### Document segment
==================================================

I want to feel some horsepower in the horse's hind end. I want a horse that feels like a sports car, not an old clunker. :mrgreen:


----------



## countrylady (Jan 18, 2010)

roro and honey thanks for your replies very very helpfull  and much appreciated it really is !
trailhorserider,that is funny what you wrote and i sorta of know what you mean but wont get into that lol


----------



## I love Arabs (Nov 19, 2009)

kevinshorses said:


> I think you should maybe watch more of each because they are not anything alike. Have you ever seen a WP horse doa flying lead change or leg yeild? Or an extended trot? I never have. I think it would be hilariuos if a judge called for an extended trot (or better yet walk) during a wp class.


 
I understand about the Dressage/WP but WP horses are able to leg yeild and do flying changes how do you think people are able to turn obviously not by the rein. As for the extended trot many WP do two day shows and one day it western and one day is english.

Learn more about the disipline please, BEFORE you bash it. Id like to see you get on a WP horse and go its not as easy as it looks!!

As for the OP id recommend NOT changing the horse, But if I was id take him/her out of the ring and just have fun, trot on the trail and just leave the rail.


----------



## kevinshorses (Aug 15, 2009)

They turn but I would bet the majority of WP horses could not do a flying lead change. It's not a requirement in the show so i doubt it is trained on much. Every dressage test I have seen had leg yields and lead changes along with many other things I can't spell. I have spent my fair share of time around WP horses and I believe I could step on one and do as well as anybody else but I couldn't live with myself if I did.

To the OP Sorry if this turns into a WP bash I know that's not what you intended or needed.


----------



## roro (Aug 14, 2009)

Besides the vast differences between the two disciplines, I would say their progress is different as well. From what I see, dressage is declining (in the competition world) and the messed up horses are the ones winning when it used to be the other way around. In western pleasure, peanut rolling used to be rewarded but it isn't as much anymore.


----------



## Honeysuga (Sep 1, 2009)

Country lady you are very welcome, happy my post helped you.

_From just what I see_, I agree with roro about the dressage/WP directions... but it seems like all disciplines have their low points and dark ages, so maybe someone will assassinate Anky (jokejokejokejoke) or something and dressage will move on...

==================================================

Rows of labeled points
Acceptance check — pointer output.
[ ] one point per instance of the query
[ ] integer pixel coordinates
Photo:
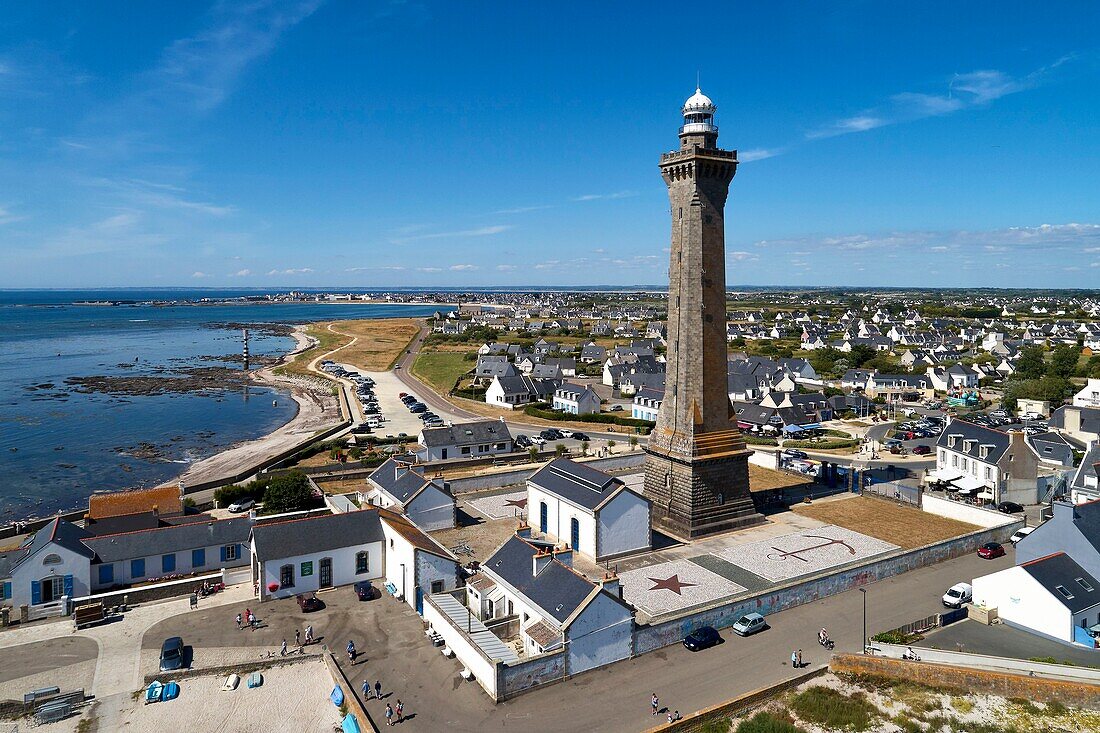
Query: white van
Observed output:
(957, 595)
(1020, 534)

==================================================

### Requests
A. Swap "white van" for "delivery truck" in the rows and give them again with everything else unchanged, leaving out the picture.
B. Pick up the horse forum thread from where it stops and continue it.
These rows are unrelated to the horse forum thread.

### Set of answers
A.
Acceptance check — pointer output.
[ ] one point per instance of the query
[ ] integer pixel coordinates
Photo:
Query: delivery truck
Observed output:
(957, 595)
(1020, 534)

B.
----------



## PaintsPwn (Dec 29, 2009)

> They turn but I would bet the majority of WP horses could not do a flying lead change. It's not a requirement in the show *so i doubt* itis trained on much. Every dressage test I have seen had leg yields and lead changes along with many other things I can't spell. I have spent my fair share of time around WP horses and I believe I could step on one and do as well as anybody else but I couldn't live with myself if I did.


Again, speaking of something you have no knowledge about.

All WP horses that I have seen do lead changes, because most of them go right into the horsemanship classes and people want that little extra in case they ever sell the horse, it makes the horse more valuable as a novice/amateur mount. They also do a LOT of leg work to get them more responsive to the leg and that's actually how they slow them down (the way I've seen it done).

​


----------



## Mira (Aug 4, 2008)

kevinshorses said:


> I think you should maybe watch more of each because they are not anything alike. Have you ever seen a WP horse doa flying lead change or leg yeild? Or an extended trot? I never have. I think it would be hilariuos if a judge called for an extended trot (or better yet walk) during a wp class.


Um... yes? lol! 
What do you think, WP horses are only capable of sticking to the rail? You amuse me. 
TONS of western pleasure horses can do flying lead changes, leg yield, and an extended trot. 
I ride western pleasure, and I don't know how all people go about doing things, but my warm-up for EVERY ride includes A LOT of extended trotting. He also leg yields. At plenty of shows I've been to, the judge calls for an extended jog. You are correct, it's not as extended as you would see in a HUS class/as extended as when I warm-up my horse, but it is an extended _jog_. Considering the point of western pleasure (pleasure to ride), I personally would not be having much fun sitting an extended trot in my western pleasure class.

I think _you_ should watch more of it since I'm honestly quite shocked you're under the illusion that western pleasure horses can't do flying lead changes or an extended trot lol!


----------



## I love Arabs (Nov 19, 2009)

Mira said:


> Um... yes? lol!
> What do you think, WP horses are only capable of sticking to the rail? You amuse me.
> TONS of western pleasure horses can do flying lead changes, leg yield, and an extended trot.
> I ride western pleasure, and I don't know how all people go about doing things, but my warm-up for EVERY ride includes A LOT of extended trotting. He also leg yields. At plenty of shows I've been to, the judge calls for an extended jog. You are correct, it's not as extended as you would see in a HUS class/as extended as when I warm-up my horse, but it is an extended _jog_. Considering the point of western pleasure (pleasure to ride), I personally would not be having much fun sitting an extended trot in my western pleasure class.
> ...


 
Well said!!!


----------



## Honeysuga (Sep 1, 2009)

Ok please, do not make this a WP debate thread and stick to the topic that the op intended.


----------



## countrylady (Jan 18, 2010)

_yes i dont want a debate either ! but yes the horse does do flying changes!_


----------



## Honeysuga (Sep 1, 2009)

So much for that post then if you didn't want to make it a debate thread.... So country lady, how is she doing, any progress?


----------



## starlinestables (Nov 24, 2008)

I really know very little about AQHA, western pleasure and HUS but are you trying to take a WP and do dressage? 

What others are saying about extension... google "Artful Investment" and watch his videos as he is a multi world WP and HUS champion stallion.. He freely goes from WP mode to extended HUS mode. He also does lead changes (kinda required for hunters lol).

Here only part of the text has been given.